#### TASK TO COMPLETE:
Only the lines holding the word "surface" are wanted; copy each of them from the listing.
┌──
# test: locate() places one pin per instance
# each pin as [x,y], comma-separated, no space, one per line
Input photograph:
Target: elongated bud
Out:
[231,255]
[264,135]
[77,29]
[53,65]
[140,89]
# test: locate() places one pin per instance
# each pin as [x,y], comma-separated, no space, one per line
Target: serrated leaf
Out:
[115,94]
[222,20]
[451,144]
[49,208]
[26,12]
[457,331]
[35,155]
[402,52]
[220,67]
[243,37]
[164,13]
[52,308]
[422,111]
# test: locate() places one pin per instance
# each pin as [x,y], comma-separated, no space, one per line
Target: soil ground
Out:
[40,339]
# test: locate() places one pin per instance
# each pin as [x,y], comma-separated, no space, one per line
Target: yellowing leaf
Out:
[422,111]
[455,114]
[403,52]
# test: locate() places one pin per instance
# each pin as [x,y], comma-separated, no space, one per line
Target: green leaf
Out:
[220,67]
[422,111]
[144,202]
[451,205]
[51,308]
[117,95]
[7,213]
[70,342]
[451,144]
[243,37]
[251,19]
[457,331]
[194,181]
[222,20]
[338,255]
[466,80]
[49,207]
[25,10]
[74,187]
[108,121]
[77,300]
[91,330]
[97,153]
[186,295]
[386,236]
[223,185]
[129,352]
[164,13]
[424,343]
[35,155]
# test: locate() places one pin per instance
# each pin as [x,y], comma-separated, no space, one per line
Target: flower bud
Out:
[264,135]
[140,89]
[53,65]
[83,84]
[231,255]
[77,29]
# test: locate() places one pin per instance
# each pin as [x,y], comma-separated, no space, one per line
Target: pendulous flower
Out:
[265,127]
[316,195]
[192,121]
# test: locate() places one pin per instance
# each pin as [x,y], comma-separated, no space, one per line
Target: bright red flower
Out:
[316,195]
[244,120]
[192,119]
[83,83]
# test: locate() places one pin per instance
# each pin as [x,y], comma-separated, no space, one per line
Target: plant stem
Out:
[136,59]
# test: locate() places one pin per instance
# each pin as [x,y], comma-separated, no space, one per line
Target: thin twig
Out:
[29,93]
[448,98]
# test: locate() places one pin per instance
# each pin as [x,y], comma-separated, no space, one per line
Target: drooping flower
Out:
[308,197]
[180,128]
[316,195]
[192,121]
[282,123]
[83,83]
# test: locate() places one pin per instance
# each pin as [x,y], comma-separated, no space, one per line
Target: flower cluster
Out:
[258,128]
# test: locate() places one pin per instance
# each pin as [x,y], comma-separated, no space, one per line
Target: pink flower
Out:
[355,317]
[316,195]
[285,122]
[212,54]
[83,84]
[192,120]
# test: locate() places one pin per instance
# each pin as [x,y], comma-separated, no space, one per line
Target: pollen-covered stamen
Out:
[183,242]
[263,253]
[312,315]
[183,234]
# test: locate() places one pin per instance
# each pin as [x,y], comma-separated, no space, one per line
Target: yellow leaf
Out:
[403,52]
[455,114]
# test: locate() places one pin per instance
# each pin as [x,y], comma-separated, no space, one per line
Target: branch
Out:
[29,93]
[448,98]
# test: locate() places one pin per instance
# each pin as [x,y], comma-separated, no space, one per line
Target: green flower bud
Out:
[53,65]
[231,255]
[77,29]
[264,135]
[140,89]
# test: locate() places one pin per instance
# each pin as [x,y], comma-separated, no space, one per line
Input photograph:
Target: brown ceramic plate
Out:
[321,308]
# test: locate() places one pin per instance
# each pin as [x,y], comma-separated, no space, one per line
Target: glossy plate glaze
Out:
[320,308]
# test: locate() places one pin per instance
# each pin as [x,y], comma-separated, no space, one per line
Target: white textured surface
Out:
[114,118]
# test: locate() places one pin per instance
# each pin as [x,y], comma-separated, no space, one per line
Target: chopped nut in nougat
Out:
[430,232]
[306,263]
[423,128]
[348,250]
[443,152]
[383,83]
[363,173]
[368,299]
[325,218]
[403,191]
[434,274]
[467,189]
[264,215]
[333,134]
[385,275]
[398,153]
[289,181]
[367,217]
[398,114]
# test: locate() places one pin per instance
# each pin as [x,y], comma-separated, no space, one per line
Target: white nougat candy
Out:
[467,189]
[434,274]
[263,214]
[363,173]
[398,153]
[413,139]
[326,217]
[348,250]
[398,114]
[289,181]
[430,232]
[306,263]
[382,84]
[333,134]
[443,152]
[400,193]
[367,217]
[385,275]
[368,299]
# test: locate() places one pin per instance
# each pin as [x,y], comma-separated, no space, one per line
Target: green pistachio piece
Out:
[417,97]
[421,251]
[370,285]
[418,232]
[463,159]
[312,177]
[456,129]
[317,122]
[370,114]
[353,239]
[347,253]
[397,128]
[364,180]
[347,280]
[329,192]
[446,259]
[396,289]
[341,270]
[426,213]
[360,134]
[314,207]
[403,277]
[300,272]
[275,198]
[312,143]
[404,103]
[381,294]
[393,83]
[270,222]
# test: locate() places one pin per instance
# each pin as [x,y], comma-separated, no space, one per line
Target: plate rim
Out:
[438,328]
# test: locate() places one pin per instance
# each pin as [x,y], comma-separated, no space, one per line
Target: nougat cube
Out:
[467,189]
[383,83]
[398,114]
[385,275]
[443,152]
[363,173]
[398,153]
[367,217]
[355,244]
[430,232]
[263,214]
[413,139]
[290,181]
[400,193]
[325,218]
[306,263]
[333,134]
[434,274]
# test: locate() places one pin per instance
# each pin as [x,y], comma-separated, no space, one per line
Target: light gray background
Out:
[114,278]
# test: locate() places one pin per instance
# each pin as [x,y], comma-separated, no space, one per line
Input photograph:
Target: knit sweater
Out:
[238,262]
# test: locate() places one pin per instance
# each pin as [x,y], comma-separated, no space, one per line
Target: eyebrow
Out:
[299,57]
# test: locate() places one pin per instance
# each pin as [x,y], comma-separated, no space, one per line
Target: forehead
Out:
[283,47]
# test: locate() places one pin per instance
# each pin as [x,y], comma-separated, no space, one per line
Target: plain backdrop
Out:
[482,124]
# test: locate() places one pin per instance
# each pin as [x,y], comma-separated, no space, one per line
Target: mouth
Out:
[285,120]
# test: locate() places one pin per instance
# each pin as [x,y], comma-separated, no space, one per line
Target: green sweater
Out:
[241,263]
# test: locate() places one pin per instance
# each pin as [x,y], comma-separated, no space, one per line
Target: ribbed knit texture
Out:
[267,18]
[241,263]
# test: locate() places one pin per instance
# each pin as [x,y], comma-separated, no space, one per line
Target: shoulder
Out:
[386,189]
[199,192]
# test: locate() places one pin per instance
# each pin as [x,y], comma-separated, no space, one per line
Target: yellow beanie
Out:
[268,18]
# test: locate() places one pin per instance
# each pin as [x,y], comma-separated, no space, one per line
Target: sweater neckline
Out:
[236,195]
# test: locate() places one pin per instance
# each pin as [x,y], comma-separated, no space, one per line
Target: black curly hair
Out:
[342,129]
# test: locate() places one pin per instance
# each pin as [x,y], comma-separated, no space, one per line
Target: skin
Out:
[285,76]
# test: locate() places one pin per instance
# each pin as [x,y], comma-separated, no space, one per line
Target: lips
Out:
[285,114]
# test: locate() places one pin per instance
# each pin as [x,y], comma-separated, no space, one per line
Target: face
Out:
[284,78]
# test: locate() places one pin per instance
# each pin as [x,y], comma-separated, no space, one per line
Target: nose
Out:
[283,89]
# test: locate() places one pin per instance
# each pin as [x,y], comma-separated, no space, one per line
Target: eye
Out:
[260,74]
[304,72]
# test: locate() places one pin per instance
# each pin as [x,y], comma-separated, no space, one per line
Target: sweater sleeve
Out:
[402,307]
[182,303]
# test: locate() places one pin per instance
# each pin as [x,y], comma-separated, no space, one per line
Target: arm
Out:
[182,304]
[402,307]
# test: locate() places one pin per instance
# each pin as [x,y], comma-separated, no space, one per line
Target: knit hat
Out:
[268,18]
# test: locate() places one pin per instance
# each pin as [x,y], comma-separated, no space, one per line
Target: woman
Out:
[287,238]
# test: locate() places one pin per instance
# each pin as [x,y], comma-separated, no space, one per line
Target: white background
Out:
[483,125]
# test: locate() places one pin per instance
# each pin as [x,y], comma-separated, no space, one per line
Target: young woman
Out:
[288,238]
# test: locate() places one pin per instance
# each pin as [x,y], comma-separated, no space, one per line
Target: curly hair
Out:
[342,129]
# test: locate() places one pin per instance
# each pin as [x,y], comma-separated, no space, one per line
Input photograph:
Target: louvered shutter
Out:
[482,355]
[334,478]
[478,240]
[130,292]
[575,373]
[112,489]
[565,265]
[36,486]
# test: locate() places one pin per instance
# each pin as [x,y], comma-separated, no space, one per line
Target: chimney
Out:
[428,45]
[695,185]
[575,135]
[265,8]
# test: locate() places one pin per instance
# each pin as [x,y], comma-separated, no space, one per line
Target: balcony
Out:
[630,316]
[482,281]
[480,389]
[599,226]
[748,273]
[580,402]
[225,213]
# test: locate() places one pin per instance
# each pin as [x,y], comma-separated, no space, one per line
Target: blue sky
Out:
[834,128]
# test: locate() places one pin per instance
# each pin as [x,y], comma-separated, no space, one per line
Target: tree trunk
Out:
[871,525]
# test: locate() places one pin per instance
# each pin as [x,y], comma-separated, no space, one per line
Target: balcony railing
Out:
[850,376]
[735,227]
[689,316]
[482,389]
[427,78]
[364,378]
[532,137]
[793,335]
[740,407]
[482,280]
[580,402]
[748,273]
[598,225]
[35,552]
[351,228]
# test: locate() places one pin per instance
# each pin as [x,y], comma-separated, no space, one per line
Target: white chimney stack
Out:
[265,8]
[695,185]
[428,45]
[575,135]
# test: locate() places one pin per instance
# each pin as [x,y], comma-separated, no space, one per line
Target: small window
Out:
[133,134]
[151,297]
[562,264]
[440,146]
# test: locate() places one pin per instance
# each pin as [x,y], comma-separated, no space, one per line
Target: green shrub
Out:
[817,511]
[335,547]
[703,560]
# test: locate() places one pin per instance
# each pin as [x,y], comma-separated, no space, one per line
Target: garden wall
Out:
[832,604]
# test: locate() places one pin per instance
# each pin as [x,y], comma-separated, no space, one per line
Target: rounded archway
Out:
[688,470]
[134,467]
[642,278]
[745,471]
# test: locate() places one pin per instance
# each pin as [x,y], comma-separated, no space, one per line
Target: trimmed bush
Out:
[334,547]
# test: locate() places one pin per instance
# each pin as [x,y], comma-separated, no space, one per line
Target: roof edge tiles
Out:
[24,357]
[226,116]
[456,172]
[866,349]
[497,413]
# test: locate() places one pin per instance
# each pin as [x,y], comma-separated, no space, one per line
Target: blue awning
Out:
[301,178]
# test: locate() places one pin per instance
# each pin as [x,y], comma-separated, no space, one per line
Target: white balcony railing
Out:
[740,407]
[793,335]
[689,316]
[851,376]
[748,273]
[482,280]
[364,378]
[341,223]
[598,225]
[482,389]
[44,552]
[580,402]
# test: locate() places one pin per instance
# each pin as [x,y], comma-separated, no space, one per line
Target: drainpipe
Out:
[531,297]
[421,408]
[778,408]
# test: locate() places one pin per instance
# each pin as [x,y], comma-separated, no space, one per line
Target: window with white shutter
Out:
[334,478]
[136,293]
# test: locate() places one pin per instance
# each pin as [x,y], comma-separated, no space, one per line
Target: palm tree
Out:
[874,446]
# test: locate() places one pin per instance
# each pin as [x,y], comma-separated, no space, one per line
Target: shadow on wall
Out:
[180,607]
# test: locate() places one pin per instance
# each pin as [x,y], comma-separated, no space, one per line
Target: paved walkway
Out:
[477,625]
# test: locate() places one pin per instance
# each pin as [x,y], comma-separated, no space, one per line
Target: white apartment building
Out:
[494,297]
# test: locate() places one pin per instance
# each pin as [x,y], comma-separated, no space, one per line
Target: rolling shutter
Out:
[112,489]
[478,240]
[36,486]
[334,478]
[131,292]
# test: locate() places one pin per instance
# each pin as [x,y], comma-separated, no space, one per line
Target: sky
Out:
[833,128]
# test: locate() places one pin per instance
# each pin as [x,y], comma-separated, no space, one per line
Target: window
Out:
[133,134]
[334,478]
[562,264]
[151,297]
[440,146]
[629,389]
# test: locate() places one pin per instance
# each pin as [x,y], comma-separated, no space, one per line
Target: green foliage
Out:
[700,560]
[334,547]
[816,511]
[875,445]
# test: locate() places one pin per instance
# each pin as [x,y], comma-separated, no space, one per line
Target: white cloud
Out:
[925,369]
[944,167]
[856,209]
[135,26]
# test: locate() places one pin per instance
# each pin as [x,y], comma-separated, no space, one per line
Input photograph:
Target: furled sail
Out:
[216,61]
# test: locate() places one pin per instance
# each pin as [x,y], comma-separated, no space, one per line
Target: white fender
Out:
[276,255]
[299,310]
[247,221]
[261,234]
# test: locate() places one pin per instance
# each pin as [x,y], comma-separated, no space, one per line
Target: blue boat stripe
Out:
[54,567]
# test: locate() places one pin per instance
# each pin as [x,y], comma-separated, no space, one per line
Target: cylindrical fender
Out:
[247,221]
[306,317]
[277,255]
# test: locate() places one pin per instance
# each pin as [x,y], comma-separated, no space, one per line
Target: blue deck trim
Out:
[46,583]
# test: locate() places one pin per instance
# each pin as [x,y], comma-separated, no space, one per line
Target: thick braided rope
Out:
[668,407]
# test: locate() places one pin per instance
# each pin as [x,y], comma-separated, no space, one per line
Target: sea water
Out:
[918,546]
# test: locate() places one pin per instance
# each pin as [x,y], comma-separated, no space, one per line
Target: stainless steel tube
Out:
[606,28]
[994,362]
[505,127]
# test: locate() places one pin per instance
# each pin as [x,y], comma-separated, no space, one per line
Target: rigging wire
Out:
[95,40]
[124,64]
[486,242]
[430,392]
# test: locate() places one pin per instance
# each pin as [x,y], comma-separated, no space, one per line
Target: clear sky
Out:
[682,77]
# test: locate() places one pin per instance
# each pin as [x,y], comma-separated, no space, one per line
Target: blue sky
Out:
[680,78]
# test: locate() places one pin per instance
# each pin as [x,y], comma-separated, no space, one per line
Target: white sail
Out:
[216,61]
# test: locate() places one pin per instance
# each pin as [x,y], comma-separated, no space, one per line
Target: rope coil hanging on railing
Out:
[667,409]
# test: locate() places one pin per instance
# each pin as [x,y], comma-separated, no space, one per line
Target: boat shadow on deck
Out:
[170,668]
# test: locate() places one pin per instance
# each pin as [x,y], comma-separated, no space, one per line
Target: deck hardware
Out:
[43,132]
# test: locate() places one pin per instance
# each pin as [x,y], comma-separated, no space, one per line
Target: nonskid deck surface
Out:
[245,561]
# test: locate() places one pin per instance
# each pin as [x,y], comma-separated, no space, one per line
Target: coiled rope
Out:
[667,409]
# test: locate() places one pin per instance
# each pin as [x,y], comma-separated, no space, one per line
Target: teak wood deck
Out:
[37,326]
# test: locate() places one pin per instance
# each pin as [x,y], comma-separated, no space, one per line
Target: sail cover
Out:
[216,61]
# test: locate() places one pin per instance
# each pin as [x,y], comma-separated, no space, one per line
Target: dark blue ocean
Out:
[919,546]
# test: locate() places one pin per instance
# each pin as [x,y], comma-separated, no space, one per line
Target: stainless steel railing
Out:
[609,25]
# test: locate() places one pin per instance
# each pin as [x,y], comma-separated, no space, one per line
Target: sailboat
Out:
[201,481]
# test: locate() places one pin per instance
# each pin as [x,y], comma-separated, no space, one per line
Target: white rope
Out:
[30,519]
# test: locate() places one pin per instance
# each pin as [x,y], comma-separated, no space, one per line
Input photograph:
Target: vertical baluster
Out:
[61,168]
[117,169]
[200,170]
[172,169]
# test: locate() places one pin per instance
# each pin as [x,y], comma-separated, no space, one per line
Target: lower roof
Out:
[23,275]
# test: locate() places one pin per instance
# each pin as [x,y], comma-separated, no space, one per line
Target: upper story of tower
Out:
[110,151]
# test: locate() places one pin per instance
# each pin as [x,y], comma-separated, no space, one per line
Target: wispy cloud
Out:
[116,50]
└──
#### EXERCISE OUTPUT:
Target: white textured surface
Target: nonskid deck surface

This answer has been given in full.